WHAT NEEDS TO BE DONE |
Restate the entries below word for word, omitting nothing.

(Point labeling examples)
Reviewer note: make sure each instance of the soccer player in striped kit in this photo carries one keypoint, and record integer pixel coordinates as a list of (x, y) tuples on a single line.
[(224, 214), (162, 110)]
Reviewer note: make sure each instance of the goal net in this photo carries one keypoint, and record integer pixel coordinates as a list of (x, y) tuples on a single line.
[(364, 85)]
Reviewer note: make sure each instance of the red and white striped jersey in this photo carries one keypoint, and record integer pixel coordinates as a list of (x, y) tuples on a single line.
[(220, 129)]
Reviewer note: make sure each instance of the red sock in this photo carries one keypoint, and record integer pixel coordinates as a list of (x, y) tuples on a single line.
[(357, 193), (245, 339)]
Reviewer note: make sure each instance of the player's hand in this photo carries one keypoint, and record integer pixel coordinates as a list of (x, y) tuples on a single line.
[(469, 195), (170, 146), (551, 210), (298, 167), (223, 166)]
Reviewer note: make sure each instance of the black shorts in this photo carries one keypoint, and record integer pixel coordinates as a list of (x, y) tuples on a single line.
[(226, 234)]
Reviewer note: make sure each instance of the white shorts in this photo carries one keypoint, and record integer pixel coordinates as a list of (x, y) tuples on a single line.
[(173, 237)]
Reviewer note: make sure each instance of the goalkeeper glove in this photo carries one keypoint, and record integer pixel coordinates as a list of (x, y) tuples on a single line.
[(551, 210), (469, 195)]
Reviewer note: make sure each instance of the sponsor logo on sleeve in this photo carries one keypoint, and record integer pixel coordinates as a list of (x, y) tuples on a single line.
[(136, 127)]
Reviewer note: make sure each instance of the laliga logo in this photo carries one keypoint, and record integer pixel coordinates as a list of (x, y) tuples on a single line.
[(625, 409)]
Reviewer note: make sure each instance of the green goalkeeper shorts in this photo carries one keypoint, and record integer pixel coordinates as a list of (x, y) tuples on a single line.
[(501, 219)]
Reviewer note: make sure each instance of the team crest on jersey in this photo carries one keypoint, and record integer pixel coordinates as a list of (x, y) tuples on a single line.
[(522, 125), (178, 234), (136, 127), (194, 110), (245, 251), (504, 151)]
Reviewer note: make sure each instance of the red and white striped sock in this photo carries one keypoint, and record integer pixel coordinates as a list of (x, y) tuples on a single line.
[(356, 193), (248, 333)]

THE RESPONSE |
Reviewer note: make sure each instance of the soccer player in striped kit in this photo carries one keypoint, and record integer pixel coordinates as a list of (x, y) tuples on a single line.
[(224, 214), (162, 110)]
Reviewer note: make sure each instance of the goal net in this photo carries one keypoint, and record integer pixel coordinates as a list of (x, y) tuples on a single line.
[(364, 85)]
Reviewer note: make sure each instance of the red and white striped jersey in this photo carries one keypoint, and record integer pixel coordinates as a list of (x, y) tuples on a single line.
[(220, 129)]
Reviewer note: make sure each instance of the red sock in this photo carries one keypoint, and record integer pixel coordinates as a list of (x, y) tuples on a single line.
[(357, 193), (245, 339)]
Reviewer note: make sure each instance of the player's hand in this photo carries one keypoint, and record integer pixel coordinates as a list of (x, y) tuples on a single line.
[(469, 195), (170, 146), (551, 210), (298, 167), (223, 166)]
Reviewer note: make sure each instance of the black shorts in this photo carries one keypoint, and record integer pixel coordinates as a list of (x, y) tuples on a single line.
[(226, 234)]
Reviewer note: make sure each instance of the white shorts in this photo carries one keypoint, and record integer pixel coordinates as a list of (x, y) tuples on a single line.
[(173, 237)]
Reviewer note: make sure each instance of the goalkeeper glove in this photo carries one keypoint, and record integer pixel coordinates as a list of (x, y) tuples on a single line.
[(551, 210), (469, 195)]
Reviewer note: make sure each instance of the sponsor logo on sleeve in this photo carries one keypoint, and record integer pixel coordinates as a list of (x, y) tuples on a single line.
[(136, 127)]
Reviewer note: make sure each instance of the laliga logo in this photo carries one keypoint, and record integer pixel coordinates as a list of (x, y) tuples on a single line.
[(625, 409)]
Reviewer note: make sure each instance of the green goalkeeper shorts in this photo carries one keypoint, and record integer pixel coordinates as a list of (x, y) tuples on a single line.
[(501, 219)]
Reviewer note: make sure each instance of the team crest on jersey in this photo carries one keypoint, and record integer pixel coordinates as a list of (x, y) tuples on a single line.
[(522, 125), (178, 234), (136, 127), (194, 110), (245, 251), (504, 151)]
Reviewer note: make sure each instance of the red and white striped sock in this photo carries one keypoint, and record integer pixel coordinates as a list of (x, y) tuples on a single line.
[(356, 193), (248, 333)]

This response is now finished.